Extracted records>
— BEGIN —
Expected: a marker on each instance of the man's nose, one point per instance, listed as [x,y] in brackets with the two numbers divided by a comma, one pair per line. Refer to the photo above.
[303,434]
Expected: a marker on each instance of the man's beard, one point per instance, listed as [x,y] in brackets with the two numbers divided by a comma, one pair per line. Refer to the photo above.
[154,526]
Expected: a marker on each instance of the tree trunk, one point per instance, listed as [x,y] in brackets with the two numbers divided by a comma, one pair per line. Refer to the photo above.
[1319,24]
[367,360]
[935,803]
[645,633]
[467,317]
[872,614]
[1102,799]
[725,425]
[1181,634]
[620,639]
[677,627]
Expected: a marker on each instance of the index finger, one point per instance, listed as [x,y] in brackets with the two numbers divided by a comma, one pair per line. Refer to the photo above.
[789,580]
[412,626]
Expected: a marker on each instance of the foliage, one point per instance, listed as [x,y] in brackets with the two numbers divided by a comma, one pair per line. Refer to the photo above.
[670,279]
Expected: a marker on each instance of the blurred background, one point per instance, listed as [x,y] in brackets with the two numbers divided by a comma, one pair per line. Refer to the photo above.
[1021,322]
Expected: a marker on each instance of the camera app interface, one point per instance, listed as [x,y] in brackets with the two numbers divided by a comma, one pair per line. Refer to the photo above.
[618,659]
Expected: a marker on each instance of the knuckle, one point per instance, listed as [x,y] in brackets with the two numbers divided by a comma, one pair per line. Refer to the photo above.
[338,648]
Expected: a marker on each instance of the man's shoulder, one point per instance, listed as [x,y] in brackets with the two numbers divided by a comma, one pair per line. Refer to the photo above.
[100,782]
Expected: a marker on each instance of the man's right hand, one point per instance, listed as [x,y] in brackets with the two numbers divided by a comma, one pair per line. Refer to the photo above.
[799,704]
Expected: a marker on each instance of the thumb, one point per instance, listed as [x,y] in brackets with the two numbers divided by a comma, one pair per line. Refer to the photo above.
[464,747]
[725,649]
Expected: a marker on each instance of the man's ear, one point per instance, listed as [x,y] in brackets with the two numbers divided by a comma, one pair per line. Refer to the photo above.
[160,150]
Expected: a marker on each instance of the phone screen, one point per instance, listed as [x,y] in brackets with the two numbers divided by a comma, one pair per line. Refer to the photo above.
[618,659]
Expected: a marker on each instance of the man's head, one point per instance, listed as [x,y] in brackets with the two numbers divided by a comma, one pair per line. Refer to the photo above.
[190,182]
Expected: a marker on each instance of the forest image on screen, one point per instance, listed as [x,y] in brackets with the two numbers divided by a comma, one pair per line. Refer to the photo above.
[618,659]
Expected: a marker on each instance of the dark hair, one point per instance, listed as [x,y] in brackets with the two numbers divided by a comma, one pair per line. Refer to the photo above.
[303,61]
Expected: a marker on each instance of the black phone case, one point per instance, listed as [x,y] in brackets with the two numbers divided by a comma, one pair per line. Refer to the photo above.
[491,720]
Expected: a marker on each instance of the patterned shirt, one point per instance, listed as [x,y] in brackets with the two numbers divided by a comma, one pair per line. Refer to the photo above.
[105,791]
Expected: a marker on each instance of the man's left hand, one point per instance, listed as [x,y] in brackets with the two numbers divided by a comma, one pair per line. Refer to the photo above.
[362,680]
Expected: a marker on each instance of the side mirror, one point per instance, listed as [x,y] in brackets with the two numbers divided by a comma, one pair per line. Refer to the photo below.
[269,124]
— END —
— BEGIN —
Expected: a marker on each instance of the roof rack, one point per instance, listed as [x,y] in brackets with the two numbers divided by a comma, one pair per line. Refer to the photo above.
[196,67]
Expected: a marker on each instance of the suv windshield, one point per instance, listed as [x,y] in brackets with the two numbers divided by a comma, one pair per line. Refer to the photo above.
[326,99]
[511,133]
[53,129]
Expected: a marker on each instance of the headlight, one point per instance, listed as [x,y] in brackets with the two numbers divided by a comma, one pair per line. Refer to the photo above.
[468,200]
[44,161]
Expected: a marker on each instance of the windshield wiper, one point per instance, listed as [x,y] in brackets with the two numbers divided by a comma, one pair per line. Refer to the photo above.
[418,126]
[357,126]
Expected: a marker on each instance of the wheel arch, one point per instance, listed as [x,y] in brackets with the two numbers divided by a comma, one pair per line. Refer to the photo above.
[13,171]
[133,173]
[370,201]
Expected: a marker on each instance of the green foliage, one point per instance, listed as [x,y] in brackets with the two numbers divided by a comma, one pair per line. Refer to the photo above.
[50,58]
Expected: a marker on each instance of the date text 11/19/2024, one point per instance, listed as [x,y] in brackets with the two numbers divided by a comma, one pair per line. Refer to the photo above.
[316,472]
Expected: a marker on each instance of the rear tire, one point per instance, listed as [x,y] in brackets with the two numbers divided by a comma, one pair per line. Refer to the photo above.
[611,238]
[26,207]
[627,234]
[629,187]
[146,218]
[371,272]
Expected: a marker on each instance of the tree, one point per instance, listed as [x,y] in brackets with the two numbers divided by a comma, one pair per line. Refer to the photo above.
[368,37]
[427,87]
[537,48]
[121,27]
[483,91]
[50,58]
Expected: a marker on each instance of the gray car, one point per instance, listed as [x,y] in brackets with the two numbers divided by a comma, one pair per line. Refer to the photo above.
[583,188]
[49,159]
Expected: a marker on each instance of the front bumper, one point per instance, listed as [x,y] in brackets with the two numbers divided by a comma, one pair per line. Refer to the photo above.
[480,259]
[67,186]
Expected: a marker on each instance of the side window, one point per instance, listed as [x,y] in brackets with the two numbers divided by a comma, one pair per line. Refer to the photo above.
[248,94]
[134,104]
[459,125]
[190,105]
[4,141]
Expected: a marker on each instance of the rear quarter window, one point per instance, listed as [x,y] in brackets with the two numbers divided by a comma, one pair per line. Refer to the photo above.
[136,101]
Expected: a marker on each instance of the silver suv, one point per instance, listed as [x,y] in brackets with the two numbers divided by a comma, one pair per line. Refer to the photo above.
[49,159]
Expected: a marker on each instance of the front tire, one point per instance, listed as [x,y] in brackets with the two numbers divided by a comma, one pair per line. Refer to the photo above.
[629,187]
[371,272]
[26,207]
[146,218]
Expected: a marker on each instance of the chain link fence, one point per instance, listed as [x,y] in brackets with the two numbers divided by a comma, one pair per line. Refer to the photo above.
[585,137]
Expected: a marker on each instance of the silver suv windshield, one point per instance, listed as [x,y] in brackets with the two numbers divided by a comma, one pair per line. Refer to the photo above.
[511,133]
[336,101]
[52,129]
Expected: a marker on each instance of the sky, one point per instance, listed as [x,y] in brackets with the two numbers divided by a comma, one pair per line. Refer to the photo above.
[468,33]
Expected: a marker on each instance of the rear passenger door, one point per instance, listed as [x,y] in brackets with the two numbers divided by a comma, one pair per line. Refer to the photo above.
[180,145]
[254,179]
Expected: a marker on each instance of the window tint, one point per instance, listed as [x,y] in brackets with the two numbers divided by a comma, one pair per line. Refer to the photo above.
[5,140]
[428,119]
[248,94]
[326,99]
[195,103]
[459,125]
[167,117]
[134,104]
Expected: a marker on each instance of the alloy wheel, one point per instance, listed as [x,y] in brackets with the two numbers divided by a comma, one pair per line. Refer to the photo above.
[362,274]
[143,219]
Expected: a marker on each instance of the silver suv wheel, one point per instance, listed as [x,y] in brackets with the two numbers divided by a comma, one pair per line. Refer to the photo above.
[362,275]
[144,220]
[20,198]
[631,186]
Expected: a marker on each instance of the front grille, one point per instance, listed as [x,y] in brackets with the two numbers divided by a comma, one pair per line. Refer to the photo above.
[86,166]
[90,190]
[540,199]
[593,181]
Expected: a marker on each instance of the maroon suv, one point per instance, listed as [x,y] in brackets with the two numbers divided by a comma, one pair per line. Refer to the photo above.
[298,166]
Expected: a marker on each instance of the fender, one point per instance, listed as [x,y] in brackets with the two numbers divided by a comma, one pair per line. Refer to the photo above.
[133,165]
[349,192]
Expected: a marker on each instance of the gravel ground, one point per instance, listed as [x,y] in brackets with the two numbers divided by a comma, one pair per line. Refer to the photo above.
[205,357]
— END —
Work instructions>
Please pick out every line in the records above that contains the word "right" and copy each one in full.

Finished task>
Expected: a marker on each instance of the man's right hand, one point per instance, listed as [x,y] in brackets with the two numbers divided by a comma, one pair per line. Refer to the photo above.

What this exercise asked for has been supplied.